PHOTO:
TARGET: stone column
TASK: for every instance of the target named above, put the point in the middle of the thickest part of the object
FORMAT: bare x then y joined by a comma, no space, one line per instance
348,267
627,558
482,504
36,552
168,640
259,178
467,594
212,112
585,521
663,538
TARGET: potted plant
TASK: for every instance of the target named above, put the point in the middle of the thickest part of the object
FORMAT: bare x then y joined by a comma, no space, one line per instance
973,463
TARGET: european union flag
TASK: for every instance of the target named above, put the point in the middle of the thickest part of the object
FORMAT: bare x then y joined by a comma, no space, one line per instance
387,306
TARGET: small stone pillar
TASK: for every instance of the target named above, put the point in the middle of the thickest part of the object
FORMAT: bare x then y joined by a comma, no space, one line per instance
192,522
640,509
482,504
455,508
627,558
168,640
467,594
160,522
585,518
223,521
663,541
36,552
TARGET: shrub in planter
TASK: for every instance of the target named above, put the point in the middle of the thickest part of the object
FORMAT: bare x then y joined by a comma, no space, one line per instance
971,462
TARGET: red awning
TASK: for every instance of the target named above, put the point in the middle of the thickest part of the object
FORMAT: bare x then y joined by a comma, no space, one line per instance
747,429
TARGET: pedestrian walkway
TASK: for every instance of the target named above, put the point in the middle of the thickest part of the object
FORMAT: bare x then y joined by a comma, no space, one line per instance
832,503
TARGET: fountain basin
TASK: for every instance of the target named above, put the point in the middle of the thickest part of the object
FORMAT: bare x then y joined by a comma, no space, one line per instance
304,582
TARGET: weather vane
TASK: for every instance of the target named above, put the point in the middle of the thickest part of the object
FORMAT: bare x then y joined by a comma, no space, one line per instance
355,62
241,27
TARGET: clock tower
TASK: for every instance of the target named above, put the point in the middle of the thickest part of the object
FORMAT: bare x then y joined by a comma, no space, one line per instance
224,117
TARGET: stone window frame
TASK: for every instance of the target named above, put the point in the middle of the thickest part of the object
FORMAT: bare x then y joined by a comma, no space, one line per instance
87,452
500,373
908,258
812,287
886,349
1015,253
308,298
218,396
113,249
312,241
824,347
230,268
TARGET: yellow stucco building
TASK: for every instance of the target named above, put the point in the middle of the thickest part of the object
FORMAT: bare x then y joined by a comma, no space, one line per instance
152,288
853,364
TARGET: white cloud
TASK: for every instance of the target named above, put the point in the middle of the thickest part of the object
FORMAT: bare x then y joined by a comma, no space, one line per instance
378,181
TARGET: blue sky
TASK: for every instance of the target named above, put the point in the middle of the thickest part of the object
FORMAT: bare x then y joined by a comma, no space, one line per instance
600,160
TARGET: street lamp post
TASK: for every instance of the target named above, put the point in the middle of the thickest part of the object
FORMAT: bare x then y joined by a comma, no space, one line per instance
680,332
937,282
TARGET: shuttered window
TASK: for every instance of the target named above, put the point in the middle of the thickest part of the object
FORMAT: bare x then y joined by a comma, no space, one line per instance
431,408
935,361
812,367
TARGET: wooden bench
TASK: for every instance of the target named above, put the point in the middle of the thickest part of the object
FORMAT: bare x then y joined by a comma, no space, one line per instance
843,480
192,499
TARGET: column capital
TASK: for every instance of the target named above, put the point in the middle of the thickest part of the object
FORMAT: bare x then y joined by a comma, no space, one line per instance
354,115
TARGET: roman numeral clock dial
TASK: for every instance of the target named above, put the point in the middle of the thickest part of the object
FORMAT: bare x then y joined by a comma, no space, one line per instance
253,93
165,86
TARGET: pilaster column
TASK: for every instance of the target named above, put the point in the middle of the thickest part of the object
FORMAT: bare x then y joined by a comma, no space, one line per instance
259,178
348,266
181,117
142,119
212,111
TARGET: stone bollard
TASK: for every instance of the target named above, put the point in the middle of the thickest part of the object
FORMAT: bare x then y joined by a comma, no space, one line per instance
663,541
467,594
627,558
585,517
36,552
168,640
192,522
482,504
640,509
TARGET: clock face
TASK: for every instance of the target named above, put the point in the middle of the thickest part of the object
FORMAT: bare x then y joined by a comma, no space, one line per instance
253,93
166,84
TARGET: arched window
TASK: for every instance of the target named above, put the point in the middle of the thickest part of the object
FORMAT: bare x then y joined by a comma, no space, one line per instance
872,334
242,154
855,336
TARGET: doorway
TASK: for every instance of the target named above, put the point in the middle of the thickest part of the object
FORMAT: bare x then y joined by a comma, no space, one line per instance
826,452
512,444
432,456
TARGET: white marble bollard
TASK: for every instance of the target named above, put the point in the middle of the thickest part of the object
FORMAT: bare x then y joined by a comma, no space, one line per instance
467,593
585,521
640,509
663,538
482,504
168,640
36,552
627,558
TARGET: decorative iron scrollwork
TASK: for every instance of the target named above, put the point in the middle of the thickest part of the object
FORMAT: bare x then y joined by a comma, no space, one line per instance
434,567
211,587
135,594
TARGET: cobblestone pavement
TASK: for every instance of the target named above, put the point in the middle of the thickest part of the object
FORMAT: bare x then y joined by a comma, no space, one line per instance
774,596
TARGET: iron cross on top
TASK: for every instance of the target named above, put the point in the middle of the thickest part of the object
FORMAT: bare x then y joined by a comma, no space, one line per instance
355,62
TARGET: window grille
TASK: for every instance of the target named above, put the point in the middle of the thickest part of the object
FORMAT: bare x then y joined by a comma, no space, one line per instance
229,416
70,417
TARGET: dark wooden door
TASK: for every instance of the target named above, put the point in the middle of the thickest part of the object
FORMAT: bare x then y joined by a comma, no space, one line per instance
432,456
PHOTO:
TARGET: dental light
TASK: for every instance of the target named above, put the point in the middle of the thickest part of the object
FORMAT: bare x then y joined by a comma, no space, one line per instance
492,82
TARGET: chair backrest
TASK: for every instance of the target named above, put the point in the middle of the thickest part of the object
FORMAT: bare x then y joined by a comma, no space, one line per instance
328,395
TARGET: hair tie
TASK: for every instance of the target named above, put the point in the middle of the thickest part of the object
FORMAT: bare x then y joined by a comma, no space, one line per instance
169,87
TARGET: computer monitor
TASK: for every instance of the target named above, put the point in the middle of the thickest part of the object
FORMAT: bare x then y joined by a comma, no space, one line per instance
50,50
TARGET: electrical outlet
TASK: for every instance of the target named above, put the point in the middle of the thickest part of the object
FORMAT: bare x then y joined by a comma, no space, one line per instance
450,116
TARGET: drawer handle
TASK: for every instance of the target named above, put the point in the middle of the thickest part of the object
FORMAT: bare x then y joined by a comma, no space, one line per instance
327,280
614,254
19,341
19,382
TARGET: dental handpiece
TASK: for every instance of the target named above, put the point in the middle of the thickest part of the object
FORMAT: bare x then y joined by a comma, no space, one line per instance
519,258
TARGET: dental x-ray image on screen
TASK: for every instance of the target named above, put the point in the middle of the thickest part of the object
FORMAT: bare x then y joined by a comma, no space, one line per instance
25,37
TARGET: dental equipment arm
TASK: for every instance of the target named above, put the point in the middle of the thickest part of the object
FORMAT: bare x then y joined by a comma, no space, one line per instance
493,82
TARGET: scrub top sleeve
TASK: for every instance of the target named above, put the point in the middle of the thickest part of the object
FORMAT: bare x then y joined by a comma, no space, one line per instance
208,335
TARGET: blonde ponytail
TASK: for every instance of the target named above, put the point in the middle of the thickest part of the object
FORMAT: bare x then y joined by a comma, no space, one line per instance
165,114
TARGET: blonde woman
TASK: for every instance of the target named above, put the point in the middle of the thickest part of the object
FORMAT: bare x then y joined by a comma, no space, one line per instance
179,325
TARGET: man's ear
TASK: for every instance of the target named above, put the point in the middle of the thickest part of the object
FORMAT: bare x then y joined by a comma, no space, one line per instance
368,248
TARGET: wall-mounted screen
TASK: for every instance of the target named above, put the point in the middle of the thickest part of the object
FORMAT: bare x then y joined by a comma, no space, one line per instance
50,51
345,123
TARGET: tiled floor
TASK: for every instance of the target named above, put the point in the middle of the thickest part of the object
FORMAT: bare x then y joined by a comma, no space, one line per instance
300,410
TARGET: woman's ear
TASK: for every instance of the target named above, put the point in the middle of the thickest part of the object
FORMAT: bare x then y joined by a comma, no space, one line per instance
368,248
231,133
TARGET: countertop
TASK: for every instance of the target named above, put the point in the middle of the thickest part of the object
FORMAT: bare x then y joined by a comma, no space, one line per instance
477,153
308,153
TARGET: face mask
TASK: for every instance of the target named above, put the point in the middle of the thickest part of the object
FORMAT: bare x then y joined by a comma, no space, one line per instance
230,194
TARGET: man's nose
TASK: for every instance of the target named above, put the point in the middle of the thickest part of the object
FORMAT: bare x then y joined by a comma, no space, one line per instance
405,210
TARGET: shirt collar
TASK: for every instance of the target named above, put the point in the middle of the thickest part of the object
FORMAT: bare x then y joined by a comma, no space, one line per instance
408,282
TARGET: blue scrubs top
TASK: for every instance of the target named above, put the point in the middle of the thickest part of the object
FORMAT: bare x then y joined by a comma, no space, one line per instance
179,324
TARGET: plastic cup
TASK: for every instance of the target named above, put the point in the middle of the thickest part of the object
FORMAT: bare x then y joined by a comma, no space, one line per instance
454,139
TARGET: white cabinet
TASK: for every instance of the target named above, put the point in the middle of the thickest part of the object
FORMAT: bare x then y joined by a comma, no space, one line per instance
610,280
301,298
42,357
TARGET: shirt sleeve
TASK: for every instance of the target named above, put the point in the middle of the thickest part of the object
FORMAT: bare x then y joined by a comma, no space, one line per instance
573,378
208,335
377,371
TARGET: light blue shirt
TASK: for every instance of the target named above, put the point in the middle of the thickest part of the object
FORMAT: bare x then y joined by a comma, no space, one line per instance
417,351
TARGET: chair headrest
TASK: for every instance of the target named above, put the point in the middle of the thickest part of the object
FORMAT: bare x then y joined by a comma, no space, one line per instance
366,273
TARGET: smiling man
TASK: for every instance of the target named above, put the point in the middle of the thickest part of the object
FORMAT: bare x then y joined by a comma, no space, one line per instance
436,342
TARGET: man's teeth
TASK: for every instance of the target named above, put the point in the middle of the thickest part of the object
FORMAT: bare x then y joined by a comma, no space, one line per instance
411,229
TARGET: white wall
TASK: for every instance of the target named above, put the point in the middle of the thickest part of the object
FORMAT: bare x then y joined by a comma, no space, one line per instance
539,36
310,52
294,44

######

Exactly repeat the lines from the line that contains "TARGET: white cabinet" to the end of the entries, both included, and leave out all other lines.

TARGET: white cabinet
TASK: for every instance of the target named above, put the point in the middle of the thickest part of the object
FORMAT: bare x then y joined by a comma, no space, one line per instance
610,280
301,298
42,357
TARGET: shirt sleeve
TASK: for every instance of the target named above, put the point in the middle of the thickest part of the object
FORMAT: bare x then y joined by a comma, no space, one line per instance
573,378
208,335
377,371
TARGET: light blue shirt
TASK: for every instance of the target named above, put the point in the middle of the thickest part of the object
FORMAT: bare x then y joined by a comma, no space, one line per instance
417,351
TARGET: chair headrest
TASK: for every instance of the target named above, put the point in the middle of the thickest part of the object
FORMAT: bare x then y joined by a comma, no space, one line per instance
366,273
TARGET: smiling man
TASK: for every instance of the target named above, put the point in the middle of the thickest part of the object
FORMAT: bare x then y joined by a comma, no space, one line per instance
436,342
TARGET: man's teeth
TASK: for every instance of the target named above, put the point in the middle of the thickest part of the object
FORMAT: bare x then y joined by a comma, no space, one line per instance
411,229
TARGET: white wall
TASK: for every instance of the target named above, put the point in the middle of the thickest part of the object
FORMAT: bare x then y joined by a comma, no space, one line per instance
539,36
310,52
294,44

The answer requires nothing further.